Start of Dataset records

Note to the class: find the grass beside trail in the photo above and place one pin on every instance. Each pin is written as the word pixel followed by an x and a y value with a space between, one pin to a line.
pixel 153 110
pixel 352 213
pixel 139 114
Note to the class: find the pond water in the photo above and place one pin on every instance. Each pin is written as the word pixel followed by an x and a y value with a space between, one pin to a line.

End of Dataset records

The entries are to be transcribed exactly, each line in full.

## Problem solution
Note to the class: find the grass beside trail in the photo above and place one pin on every instance. Each pin is written as the word pixel followed by an x and a y value with a space between, one pin to a line.
pixel 153 110
pixel 352 213
pixel 139 114
Note to the class: find the pond water in the photo above and place one pin on every instance. Each pin is written as the word pixel followed by an x and a y value with a space between, one pin to a line.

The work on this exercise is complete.